-- START OF Excerpt provided --

Engineering Technology for Long Term Sustainability and Profit

MSP News

Carefully planned capital investment in an operation will improve the efficiency and effective running of a quarry to increase profit in the long term.   The best opportunities to invest capital in long term assets exist at the low point of the economic cycle .

We have all heard the story about the CEO who delivered record returns over his 4 year term.   He then handed the business to a new CEO, to whom it soon became painfully apparent that there was no investment in resources, plant and equipment.   The operation required significant capital to overhaul, resulting in the business losing its competitive edge. 

It has become increasingly evident in many quarry operations that there is insufficient expenditure on capital works programs to improve efficiency and effectiveness of the business.  All too often, capital is only approved to upgrade dilapidated plant to accommodate a new sales opportunity. 

The general ‘If it ain’t broke, don’t fix it’ attitude has reigned supreme.

An effective capital investment plan will involve carefully planned timing of maintenance to plant and equipment, which ideally should take place when there is less demand on production.    The objective is to maximise profit generation during the good times whilst developing a sustainable, low-cost base to remain competitive during the leaner times.  Quarries have this opportunity as their resource bases often have a 20-40 year sustainability.

Planning Cycles

All projects have a life cycle where plant or equipment has a finite life from the time that it is put into service until it is disposed.   Once an opportunity has been identified, a project plan is instigated and once this is executed, it follows on into the operation and maintenance through to final disposal. 

 As can be seen in the diagram below, the product life cycle is made up of a sub-set which is the project life cycle.  This is the capital acquisition and installation.

-- END OF Excerpt provided --
-- START OF Given data --

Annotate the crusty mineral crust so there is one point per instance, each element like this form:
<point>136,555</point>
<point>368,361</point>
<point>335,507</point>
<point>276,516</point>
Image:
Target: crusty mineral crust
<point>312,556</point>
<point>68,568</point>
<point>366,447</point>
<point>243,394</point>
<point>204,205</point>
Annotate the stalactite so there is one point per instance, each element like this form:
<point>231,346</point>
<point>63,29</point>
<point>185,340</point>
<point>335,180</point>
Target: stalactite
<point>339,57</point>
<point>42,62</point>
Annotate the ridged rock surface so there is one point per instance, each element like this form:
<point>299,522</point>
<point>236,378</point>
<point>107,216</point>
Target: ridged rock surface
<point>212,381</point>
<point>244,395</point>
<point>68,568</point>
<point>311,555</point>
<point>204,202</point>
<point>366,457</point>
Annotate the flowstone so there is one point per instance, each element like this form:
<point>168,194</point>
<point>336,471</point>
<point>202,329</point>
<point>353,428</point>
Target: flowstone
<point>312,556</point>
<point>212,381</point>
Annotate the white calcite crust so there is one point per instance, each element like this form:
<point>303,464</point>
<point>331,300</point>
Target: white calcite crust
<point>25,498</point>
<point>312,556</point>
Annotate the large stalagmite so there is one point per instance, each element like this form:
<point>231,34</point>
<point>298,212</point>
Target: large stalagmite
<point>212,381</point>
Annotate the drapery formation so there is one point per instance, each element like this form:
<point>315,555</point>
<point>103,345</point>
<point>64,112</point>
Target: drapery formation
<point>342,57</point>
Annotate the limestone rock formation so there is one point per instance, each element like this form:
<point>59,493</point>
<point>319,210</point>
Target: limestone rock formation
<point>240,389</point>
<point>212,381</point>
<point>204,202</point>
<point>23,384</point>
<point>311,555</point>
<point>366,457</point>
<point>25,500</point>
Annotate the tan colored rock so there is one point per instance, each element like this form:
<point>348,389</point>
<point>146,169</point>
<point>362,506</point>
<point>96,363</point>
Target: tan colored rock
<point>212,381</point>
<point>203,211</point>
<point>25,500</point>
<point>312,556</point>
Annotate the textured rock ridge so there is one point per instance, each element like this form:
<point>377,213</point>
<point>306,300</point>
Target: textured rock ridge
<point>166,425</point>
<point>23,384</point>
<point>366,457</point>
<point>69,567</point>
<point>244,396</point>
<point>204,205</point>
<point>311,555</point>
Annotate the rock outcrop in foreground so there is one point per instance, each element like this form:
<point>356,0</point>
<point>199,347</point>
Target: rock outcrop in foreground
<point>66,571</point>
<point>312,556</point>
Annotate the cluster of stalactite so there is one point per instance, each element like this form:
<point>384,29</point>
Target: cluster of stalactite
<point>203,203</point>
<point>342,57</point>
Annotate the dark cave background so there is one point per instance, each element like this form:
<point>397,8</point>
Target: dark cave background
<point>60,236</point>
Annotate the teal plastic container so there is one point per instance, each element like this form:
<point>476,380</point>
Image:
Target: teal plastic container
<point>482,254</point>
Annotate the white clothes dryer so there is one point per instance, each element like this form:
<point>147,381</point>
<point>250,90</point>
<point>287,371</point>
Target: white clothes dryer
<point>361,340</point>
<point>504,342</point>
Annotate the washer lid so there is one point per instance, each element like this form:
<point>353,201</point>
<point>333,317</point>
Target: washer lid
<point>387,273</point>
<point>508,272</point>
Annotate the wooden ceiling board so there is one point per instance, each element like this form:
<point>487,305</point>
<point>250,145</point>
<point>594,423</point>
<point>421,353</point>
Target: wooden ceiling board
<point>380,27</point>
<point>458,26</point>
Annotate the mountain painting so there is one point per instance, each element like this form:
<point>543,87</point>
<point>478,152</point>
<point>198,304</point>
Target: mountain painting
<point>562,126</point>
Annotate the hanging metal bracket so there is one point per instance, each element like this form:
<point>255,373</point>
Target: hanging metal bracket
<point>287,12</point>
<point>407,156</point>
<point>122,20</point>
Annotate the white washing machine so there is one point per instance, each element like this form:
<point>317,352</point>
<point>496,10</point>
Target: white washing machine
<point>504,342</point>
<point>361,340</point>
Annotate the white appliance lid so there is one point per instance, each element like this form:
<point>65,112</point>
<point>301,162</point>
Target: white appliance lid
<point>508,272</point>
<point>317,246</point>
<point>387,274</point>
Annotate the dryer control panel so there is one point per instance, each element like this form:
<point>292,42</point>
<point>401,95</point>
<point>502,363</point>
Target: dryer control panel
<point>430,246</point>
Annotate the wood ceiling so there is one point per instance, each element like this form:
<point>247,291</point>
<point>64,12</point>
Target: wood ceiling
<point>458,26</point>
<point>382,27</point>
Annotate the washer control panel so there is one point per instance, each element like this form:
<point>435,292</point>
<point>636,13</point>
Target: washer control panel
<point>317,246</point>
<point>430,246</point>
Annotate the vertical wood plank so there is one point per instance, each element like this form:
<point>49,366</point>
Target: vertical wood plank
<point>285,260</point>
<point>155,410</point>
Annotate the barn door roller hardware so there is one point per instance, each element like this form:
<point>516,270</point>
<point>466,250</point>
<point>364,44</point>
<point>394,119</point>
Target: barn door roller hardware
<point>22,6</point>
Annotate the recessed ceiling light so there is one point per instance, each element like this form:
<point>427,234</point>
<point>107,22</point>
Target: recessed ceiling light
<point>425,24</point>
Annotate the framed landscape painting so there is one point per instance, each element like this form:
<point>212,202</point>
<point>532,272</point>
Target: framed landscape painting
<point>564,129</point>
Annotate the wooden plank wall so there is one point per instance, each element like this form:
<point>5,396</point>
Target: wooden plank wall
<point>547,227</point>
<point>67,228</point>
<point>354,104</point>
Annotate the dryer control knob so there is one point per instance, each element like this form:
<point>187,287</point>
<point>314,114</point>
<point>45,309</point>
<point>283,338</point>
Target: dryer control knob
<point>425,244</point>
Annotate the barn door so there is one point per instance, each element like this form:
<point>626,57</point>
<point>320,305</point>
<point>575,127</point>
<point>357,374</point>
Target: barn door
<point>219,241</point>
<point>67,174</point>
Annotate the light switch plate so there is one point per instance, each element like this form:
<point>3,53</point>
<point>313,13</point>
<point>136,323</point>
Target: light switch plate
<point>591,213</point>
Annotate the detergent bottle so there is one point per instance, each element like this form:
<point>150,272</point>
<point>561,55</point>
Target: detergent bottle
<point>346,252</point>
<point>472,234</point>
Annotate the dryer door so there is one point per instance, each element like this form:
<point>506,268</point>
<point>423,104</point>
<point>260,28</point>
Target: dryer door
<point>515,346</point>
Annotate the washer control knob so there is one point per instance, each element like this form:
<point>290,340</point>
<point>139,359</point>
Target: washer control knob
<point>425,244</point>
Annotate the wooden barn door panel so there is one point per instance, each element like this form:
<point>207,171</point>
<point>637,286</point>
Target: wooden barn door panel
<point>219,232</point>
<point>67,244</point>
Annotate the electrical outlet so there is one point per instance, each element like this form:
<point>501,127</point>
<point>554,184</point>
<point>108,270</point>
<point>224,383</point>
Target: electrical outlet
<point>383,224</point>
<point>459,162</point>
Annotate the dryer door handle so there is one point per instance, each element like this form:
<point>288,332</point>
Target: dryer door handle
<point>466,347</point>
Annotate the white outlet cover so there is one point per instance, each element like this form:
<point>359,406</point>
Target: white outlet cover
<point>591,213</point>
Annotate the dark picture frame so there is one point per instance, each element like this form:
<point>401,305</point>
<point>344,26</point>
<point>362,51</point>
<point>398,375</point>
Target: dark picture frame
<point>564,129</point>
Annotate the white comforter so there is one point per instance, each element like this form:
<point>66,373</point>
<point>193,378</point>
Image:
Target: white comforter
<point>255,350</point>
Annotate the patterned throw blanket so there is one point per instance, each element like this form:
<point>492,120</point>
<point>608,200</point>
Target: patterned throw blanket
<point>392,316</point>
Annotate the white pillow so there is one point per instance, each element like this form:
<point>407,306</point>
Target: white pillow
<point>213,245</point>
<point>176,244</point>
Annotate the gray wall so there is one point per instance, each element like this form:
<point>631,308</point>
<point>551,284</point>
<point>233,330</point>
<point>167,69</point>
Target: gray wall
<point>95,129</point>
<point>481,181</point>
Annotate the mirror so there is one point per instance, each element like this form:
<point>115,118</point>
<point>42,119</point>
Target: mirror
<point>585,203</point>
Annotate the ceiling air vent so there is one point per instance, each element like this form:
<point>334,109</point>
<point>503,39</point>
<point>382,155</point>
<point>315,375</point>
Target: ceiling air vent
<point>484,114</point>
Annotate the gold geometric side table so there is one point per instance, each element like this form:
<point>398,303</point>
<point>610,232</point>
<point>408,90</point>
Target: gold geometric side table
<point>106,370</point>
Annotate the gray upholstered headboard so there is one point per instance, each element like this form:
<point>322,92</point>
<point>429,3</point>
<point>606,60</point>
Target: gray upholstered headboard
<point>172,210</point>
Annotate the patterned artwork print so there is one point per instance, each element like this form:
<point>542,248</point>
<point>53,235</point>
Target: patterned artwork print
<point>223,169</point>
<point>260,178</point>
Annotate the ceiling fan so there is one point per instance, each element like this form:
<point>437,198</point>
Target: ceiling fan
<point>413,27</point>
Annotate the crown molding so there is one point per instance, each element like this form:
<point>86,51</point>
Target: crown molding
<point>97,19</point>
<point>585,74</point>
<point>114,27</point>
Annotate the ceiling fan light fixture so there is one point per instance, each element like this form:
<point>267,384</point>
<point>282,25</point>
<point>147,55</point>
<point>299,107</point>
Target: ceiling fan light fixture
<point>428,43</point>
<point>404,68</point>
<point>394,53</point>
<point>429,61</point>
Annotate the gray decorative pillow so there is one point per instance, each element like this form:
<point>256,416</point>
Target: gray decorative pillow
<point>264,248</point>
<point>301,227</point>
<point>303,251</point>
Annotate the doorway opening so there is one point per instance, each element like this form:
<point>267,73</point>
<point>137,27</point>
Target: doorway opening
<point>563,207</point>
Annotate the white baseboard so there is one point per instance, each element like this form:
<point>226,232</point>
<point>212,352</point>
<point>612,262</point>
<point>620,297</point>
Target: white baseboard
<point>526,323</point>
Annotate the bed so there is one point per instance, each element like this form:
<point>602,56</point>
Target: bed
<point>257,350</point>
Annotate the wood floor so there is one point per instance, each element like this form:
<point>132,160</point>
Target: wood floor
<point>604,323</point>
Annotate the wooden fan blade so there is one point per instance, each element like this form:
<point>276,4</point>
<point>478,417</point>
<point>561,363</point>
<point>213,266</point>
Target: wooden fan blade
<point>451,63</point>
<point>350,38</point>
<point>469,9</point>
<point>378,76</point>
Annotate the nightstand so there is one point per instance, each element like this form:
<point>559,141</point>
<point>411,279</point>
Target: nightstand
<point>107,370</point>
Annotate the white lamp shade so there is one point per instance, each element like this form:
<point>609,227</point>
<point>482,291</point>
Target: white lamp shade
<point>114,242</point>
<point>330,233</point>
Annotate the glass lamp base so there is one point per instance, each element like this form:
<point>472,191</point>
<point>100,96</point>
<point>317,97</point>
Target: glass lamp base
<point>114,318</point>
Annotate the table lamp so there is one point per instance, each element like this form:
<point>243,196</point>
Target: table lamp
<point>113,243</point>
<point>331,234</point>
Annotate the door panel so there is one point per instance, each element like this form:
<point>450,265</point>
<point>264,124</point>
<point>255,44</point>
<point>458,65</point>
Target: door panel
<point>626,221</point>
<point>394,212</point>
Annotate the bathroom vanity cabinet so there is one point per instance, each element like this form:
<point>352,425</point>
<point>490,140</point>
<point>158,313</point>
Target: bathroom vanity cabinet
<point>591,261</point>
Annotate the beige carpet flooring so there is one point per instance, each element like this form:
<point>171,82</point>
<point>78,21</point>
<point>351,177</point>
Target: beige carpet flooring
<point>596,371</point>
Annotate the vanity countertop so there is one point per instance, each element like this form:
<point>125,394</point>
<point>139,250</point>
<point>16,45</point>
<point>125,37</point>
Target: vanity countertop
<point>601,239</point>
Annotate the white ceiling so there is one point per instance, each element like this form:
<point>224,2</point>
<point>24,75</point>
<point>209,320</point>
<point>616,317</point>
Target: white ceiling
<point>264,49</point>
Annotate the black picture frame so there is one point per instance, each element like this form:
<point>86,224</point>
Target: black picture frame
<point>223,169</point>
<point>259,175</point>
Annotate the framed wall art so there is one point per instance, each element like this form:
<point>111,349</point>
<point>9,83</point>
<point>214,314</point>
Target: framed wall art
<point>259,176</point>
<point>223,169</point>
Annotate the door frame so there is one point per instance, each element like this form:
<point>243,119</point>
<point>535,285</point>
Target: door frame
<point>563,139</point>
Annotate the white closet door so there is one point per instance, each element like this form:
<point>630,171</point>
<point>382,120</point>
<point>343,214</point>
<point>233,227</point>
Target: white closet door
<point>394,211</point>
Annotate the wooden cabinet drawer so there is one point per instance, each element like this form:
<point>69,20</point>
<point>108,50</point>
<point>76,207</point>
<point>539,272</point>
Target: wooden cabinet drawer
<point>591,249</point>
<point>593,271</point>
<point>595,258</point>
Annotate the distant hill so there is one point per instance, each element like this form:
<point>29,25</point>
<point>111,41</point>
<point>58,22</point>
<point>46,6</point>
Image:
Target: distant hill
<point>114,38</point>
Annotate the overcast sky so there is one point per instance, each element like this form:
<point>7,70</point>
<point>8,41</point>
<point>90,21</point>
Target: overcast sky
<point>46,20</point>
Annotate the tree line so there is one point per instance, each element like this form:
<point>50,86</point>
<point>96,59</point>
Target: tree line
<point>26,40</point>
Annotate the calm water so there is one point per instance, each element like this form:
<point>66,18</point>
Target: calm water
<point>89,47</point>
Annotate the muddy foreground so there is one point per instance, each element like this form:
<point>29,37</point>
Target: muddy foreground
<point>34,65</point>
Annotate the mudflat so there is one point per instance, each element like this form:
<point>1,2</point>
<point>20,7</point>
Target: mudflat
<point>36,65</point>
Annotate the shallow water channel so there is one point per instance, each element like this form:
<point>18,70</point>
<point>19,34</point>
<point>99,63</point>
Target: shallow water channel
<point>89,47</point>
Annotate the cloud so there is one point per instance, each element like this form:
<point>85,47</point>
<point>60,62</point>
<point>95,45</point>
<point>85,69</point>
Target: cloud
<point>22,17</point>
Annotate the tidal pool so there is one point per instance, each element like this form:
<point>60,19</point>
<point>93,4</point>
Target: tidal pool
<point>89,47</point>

-- END OF Given data --

Exercise directions =
According to the article on capital investment in quarries, when do the best opportunities to invest capital in long-term assets exist?

Solution =
At the low point of the economic cycle.